Point placement records
▶

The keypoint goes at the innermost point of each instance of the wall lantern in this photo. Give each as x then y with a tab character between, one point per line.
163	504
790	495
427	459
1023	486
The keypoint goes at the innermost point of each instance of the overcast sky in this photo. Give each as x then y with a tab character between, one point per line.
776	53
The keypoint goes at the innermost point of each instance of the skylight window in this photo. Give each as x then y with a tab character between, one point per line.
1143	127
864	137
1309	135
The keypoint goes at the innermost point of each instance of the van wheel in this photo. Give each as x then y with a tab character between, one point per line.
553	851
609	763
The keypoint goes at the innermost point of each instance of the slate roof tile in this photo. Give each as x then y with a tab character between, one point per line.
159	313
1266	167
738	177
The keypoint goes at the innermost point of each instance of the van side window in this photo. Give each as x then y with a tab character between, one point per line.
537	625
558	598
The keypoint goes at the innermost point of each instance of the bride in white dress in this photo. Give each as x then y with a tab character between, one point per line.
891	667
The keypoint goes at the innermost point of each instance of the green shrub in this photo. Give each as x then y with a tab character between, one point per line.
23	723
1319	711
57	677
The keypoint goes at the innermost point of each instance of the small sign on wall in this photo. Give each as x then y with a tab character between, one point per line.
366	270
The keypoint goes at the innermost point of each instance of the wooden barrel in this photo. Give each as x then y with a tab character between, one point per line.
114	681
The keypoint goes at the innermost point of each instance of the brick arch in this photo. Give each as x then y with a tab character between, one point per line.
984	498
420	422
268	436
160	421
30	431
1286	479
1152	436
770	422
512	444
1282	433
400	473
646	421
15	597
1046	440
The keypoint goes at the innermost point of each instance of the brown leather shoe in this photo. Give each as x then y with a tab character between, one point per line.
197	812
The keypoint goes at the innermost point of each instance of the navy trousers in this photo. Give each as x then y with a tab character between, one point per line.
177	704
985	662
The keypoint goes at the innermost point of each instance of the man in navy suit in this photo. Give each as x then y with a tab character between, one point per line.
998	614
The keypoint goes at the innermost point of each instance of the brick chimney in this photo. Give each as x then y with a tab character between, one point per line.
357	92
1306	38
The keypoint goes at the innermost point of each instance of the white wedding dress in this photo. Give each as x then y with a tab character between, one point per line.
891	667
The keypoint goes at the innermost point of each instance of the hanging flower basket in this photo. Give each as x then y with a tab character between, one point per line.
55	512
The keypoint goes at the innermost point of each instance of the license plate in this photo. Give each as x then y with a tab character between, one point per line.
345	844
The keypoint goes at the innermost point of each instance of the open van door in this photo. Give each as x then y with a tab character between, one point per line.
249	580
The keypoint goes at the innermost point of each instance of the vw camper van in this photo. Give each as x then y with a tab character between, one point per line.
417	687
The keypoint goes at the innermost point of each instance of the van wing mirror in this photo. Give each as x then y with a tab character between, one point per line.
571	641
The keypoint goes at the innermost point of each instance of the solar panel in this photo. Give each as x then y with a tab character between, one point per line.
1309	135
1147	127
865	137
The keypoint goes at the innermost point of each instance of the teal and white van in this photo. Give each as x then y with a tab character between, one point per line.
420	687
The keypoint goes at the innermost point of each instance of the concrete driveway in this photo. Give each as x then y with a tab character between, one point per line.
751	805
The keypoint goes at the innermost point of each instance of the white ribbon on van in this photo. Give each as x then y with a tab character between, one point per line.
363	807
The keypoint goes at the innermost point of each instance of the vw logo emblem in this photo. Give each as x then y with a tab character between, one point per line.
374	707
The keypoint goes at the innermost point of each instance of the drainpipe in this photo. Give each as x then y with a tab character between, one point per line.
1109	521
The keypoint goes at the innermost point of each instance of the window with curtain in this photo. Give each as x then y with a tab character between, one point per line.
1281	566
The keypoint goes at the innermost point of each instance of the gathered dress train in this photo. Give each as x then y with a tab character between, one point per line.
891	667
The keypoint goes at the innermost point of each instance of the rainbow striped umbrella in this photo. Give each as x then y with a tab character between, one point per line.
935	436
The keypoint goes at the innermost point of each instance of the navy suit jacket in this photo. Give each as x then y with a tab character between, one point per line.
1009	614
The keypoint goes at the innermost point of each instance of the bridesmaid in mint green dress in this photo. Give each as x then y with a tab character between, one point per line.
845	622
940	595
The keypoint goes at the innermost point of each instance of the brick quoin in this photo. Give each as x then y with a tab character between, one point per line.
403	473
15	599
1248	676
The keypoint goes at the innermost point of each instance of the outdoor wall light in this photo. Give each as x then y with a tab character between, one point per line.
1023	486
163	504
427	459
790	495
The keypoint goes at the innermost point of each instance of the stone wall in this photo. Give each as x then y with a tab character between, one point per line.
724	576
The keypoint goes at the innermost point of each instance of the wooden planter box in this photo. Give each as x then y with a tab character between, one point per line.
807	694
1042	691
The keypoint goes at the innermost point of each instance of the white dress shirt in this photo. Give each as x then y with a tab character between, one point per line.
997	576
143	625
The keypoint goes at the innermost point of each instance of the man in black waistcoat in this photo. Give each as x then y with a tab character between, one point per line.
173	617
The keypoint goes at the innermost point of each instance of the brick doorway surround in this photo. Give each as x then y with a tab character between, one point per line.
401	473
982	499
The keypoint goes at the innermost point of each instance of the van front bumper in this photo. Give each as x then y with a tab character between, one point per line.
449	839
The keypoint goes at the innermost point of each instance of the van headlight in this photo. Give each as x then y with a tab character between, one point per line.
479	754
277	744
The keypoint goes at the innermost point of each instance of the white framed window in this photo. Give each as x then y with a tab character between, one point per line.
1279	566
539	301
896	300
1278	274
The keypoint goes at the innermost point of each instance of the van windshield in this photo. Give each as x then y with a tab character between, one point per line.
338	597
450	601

◀

Every line above should be written out again exactly as it stands.

Written response —
The keypoint goes at the innermost point of each instance of the wall lantern in this photo. Give each as x then y with a tab character between, one point per line.
163	504
790	495
427	459
1023	486
The keypoint goes at the innermost point of each instance of the overcast sky in this photo. Give each as x then y with a tab character between, one point per line.
776	53
The keypoint goes at the innermost point of each instance of the skylight window in this photo. Give each as x then y with a tab character between, one point per line.
1143	127
864	137
1309	135
The keypoint goes at the innermost point of each instance of the van wheel in this photo. Give each as x then y with a tab character between, one point per line.
553	851
609	763
The keypoint goes at the innermost point of each instance of the slate roof tile in this photo. Give each as x then y with a tab character between, one point per line.
159	313
1266	167
738	177
The keypoint goes at the innermost point of each instance of the van side window in this photo. Give each as x then y with a tab character between, one point per line.
537	625
558	598
The keypoint goes at the innermost point of each instance of the bride in white dress in this photo. Give each as x then y with a tab character between, one point per line.
891	667
The keypoint goes at the innermost point of each instance of the green shrub in this photo. Give each as x then y with a tab character between, one point per line.
23	723
1319	711
57	677
The keypoint goes at the innermost point of each instance of the small sign on wall in this photo. Give each as x then y with a tab character between, one point per line.
366	270
The keypoint goes at the innermost point of each instance of the wooden barrel in this photo. Give each as x then y with a tab character between, one point per line.
114	681
The keypoint goes at the innermost point of each instance of the brick arch in this photo. Give each as x then y with a tab character between, one point per line.
984	498
420	422
268	436
160	421
30	431
1286	479
1152	436
770	422
512	444
1282	433
400	473
646	421
15	597
1046	440
The keypoint goes at the innermost point of each instance of the brown leather shoe in this photo. Give each as x then y with a tab character between, one point per line.
197	812
The keypoint goes at the innermost point of each instance of the navy trousers in this photo. Give each as x then y with a tab character between, one point per line.
177	704
985	662
The keypoint goes at the innermost point of each instance of the man in navy suit in this photo. Give each as x then y with a tab character between, one point per line.
998	614
The keypoint goes at the innermost point of each instance of the brick chimney in this photo. Give each as x then y with a tab character between, one point per line.
357	92
1306	38
The keypoint goes at the innermost point of each instance of the white wedding dress in this photo. Give each as x then y with a tab character between, one point per line.
891	667
The keypoint goes at the innermost point of each instance of the hanging flower basket in this photo. Give each as x then y with a tab character between, one point per line.
55	512
The keypoint goes at the innermost point of each instance of the license plate in this photo. Give each as x then y with a tab character between, one point per line.
345	844
The keypoint goes at the innermost point of each instance of the open van door in this photo. Give each as x then y with a tab character between, one point per line.
249	580
The keypoint goes at the innermost point of each instance of the vw camper van in this photo. Give each as x then y with a tab character between, one point per line.
417	687
The keypoint goes at the innermost point of each instance of the van wing mirror in this photo. Give each as x then y with a tab character between, one point per line.
571	641
The keypoint goes at the innermost point of each instance of the solar panel in this photo. Give each as x then y with a tab character between, one point per line.
1309	135
1147	127
865	137
The keypoint goes at the innermost point of each instance of the teal and white van in this photo. Give each as x then y with a tab character between, one point per line.
420	687
The keypoint goes at the innermost point of each instance of the concrete driveway in this photo. Give each as x then y with a tab character between, one point per line.
751	805
The keypoint goes at the innermost point of each instance of the white ribbon on van in this photo. Give each as x then y with a tab character between, one point per line.
363	807
The keypoint goes at the innermost point of each instance of the vw logo emblem in this photo. Give each as x then y with a tab character between, one point per line.
374	707
The keypoint goes at the innermost point of each instance of the drainpipe in this photo. Give each as x then y with a tab character between, one point per line.
1109	521
The keypoint goes at the innermost point of each instance of the window with curtain in this photo. Give each as x then y with a tab character between, one point per line.
1281	566
The keypoint goes at the innermost point of each instance of the gathered dress train in this photo. Give each as x then y with a tab character between, one point per line.
891	667
The keypoint goes at the innermost point of each instance of the rainbow striped umbrella in this photo. Give each as x then y with a tab character between, one point per line.
935	436
The keypoint goes at the innermost point of each instance of the navy suit jacket in this photo. Give each as x then y with a tab character between, one point per line.
1009	614
The keypoint goes at the innermost point of each instance of the bridesmaid in mint green dress in this photo. Give each as x then y with a tab character between, one point per line.
845	622
940	595
The keypoint goes at the innermost point of each instance of the brick quoin in this photo. Give each as x then y with a tab character between, one point per line.
403	473
15	599
1248	676
The keypoint goes at the innermost point of each instance of the outdoor wall light in this photo. Give each as x then y with a tab character between, one point per line.
1023	486
163	504
427	459
790	495
The keypoint goes at the innermost point of each instance of the stone wall in this photo. Give each as x then y with a tab character between, one point per line.
724	576
The keypoint goes at the innermost point of each instance of the wooden planter box in this photo. Give each as x then y with a tab character between, one point per line.
807	694
1042	691
The keypoint goes at the innermost point of each instance of the white dress shirt in this photo. Give each as x then y with a tab character between, one point per line.
997	576
143	625
The keypoint goes at the innermost point of each instance of the man in black waistcoat in this photo. Give each as x then y with a tab character between, one point per line.
173	617
The keypoint goes at the innermost point of each instance of the brick doorway surround in this photo. Give each as x then y with a tab character between, one point per line.
401	473
982	499
The keypoint goes at the innermost point of each instance of the van front bumper in this photo. Give each as x then y with a tab character between, one point per line.
449	839
The keypoint goes at the innermost point of each instance of the van headlight in this photo. Give each as x then y with a tab character between, one point per line.
479	754
277	744
The keypoint goes at the innermost point of each instance of the white framed window in this photo. Give each as x then y with a tab character between, one point per line.
1279	566
539	301
896	300
1278	274
The keypoint goes at the innermost point of each instance of the van windshield in this photo. Give each as x then y with a tab character between, one point per line.
338	597
450	601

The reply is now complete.